(Stored dataset items)

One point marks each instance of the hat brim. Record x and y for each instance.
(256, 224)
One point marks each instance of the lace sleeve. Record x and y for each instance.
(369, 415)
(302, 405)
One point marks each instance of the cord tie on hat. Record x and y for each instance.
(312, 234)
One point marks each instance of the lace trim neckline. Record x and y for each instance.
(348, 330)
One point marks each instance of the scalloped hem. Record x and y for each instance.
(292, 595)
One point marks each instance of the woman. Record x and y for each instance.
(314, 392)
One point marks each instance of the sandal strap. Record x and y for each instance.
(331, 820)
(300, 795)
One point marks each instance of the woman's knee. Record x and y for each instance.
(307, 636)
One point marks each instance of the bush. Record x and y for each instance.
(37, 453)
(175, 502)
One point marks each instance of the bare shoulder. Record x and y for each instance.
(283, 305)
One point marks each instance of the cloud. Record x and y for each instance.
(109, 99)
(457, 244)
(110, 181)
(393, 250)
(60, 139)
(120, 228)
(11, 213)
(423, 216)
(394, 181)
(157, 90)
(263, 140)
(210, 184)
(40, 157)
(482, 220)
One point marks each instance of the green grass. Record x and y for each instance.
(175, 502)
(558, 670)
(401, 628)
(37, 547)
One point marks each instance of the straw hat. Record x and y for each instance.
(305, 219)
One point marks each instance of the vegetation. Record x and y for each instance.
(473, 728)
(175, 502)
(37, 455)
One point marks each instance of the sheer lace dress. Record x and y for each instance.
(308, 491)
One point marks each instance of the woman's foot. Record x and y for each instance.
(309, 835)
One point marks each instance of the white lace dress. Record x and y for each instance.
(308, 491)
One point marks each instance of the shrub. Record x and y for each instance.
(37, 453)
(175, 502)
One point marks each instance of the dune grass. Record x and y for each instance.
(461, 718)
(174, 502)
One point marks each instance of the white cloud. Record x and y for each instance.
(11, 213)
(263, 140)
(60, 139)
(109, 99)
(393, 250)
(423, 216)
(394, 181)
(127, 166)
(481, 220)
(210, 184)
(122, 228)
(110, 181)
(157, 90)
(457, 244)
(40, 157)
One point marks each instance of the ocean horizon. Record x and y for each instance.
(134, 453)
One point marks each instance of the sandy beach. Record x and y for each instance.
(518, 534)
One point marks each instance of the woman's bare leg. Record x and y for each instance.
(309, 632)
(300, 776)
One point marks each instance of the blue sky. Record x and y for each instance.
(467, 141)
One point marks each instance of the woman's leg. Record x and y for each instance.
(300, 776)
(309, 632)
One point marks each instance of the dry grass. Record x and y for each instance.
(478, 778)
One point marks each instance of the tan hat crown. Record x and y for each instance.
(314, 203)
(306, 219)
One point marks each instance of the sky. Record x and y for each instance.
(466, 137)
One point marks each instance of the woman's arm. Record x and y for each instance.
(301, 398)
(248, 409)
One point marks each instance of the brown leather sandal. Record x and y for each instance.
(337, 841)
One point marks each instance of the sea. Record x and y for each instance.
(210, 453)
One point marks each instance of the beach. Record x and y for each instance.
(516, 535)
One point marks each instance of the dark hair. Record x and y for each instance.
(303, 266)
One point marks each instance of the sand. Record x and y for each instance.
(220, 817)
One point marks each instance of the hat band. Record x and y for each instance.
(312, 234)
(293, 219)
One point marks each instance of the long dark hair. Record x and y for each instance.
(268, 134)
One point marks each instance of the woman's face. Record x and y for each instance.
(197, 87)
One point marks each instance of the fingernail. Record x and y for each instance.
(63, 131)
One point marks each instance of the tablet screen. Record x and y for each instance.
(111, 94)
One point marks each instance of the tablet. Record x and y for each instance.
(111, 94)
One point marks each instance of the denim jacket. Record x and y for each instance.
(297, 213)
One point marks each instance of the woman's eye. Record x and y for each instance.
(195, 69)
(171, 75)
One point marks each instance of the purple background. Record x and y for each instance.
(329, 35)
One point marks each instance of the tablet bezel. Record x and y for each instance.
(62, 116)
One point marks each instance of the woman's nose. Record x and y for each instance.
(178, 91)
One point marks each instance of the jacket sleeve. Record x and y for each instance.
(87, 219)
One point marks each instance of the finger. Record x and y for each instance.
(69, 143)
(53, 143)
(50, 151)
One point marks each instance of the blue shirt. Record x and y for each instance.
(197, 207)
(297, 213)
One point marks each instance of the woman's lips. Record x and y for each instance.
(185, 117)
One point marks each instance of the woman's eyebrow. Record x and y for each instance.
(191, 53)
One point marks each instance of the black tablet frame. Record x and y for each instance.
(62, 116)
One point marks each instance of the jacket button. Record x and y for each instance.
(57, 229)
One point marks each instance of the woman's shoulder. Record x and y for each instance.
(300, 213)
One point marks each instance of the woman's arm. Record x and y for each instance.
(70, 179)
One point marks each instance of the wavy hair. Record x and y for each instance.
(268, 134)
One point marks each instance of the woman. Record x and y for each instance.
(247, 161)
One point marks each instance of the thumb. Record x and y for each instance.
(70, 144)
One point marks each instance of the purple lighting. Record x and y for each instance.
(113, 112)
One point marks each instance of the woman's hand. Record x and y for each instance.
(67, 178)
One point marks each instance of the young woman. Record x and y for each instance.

▶ [Problem requirements]:
Your answer should be an exact transcription of the data above.

▶ [Result for this exercise]:
One point marks each instance of the hat brim. Record x and y for each instance.
(256, 224)
One point marks each instance of the lace sleeve. Record x and y for each instance.
(369, 415)
(302, 405)
One point marks each instance of the cord tie on hat. Record x and y for each instance.
(312, 234)
One point marks each instance of the lace trim neckline. Record x and y for each instance.
(348, 330)
One point marks each instance of the scalloped hem. Record x and y for each instance.
(292, 595)
One point marks each instance of the woman. Record x and y for each instance.
(314, 392)
One point marks each instance of the sandal strap. Record x and y for each instance.
(331, 820)
(300, 795)
One point marks each instance of the woman's knee. Record x and y for each instance.
(307, 636)
One point marks each instance of the bush. Record x and y for each instance.
(37, 453)
(175, 502)
One point marks each instance of the bare shoulder. Record x and y for each instance.
(283, 305)
One point marks each instance of the cloud. Record x and y for each instance.
(109, 99)
(457, 244)
(110, 181)
(393, 250)
(60, 139)
(120, 228)
(11, 213)
(423, 216)
(394, 181)
(157, 90)
(263, 140)
(210, 184)
(40, 157)
(482, 220)
One point marks each instance of the green grass. Record x and y for each instance.
(175, 502)
(558, 670)
(401, 628)
(37, 547)
One point marks each instance of the straw hat. Record x and y for each instance.
(305, 219)
One point marks each instance of the vegetation. Record x and y for each instance.
(473, 728)
(175, 502)
(37, 455)
One point marks each instance of the sheer lace dress. Record x and y for each instance.
(308, 491)
One point marks each instance of the woman's foot. Record x and y for each instance.
(309, 835)
One point marks each instance of the white lace dress. Record x and y for each instance.
(308, 491)
One point marks each instance of the shrub. Record x and y for each instance.
(37, 453)
(175, 502)
One point marks each instance of the dune grass. Record x and y for each instance.
(461, 718)
(174, 502)
One point marks each instance of the white cloud. Record x and y for each instance.
(11, 213)
(263, 140)
(60, 139)
(109, 99)
(393, 250)
(423, 216)
(394, 181)
(127, 166)
(481, 220)
(210, 184)
(122, 228)
(110, 181)
(157, 90)
(457, 244)
(40, 157)
One point marks each instance of the ocean horizon. Record x and y for each instance.
(134, 453)
One point marks each instance of the sandy beach. Record x and y for each instance.
(518, 534)
One point marks each instance of the woman's bare leg. Record x and y for each instance.
(309, 632)
(300, 776)
One point marks each instance of the blue sky. Record x and y for each instance.
(467, 141)
One point marks each instance of the woman's leg. Record x and y for each instance.
(300, 776)
(309, 632)
One point marks each instance of the dry grass. Record x and y for each instance.
(478, 778)
One point marks each instance of the tan hat crown. Record x and y for each instance.
(314, 203)
(306, 219)
One point marks each instance of the sky. Record x and y for each instance.
(466, 137)
One point marks each instance of the woman's arm. Record x and y for each instance.
(301, 398)
(248, 409)
One point marks each instance of the brown leather sandal. Record x and y for each instance.
(337, 841)
One point marks each instance of the sea. Record x and y for each instance.
(210, 453)
One point marks each instance of the beach. Record x and y for each instance.
(516, 535)
One point marks each instance of the dark hair. Record x and y for each instance.
(303, 266)
One point marks each instance of the sand. Record x and y for each instance.
(220, 817)
One point marks each instance of the hat band. Record x and y for each instance.
(312, 234)
(293, 219)
One point marks each instance of the long dark hair. Record x and y for each instance.
(268, 134)
One point marks each instance of the woman's face. Record x and y for each instance.
(197, 87)
One point marks each instance of the fingernail. Record x and y for each instance.
(63, 131)
One point marks each instance of the tablet screen. Record x and y for each instance.
(111, 94)
One point marks each instance of the tablet. Record x and y for each instance.
(111, 94)
One point marks each instance of the denim jacket. Record x and y for each instance.
(297, 213)
One point marks each instance of the woman's eye. Record x and y for each instance.
(195, 69)
(171, 75)
One point marks each instance of the purple background. Record x and y for each instance.
(329, 35)
One point marks each instance of the tablet bezel. Record x and y for each instance.
(62, 116)
One point marks each instance of the woman's nose. Record x and y for each instance.
(178, 91)
One point marks each instance of the jacket sleeve. Record x and y for each instance.
(87, 219)
One point marks each instance of the finger. Record x and y for each instance.
(69, 143)
(53, 143)
(50, 151)
One point marks each instance of the blue shirt. Record x and y for each instance.
(197, 207)
(297, 213)
One point marks each instance of the woman's lips. Record x and y for each instance.
(185, 117)
One point marks each instance of the woman's eyebrow. Record x and y for each instance.
(191, 53)
One point marks each instance of the black tablet frame. Record x and y for each instance.
(62, 116)
One point marks each instance of the jacket button. Record x and y for each instance.
(57, 229)
One point marks each instance of the woman's shoulder. Record x and y for each instance.
(300, 213)
One point marks each instance of the woman's arm. Record x and y for each instance.
(70, 179)
One point marks each instance of the wavy hair. Record x and y for each instance.
(268, 134)
One point marks each instance of the woman. Record x and y for each instance.
(247, 161)
One point marks each instance of the thumb. Record x and y for each instance.
(70, 144)
One point marks each instance of the purple lighting. Record x and y for each instance.
(113, 112)
One point marks each instance of the woman's hand. Record x and y for each instance.
(67, 178)
One point marks each instance of the young woman. Record x and y for each instance.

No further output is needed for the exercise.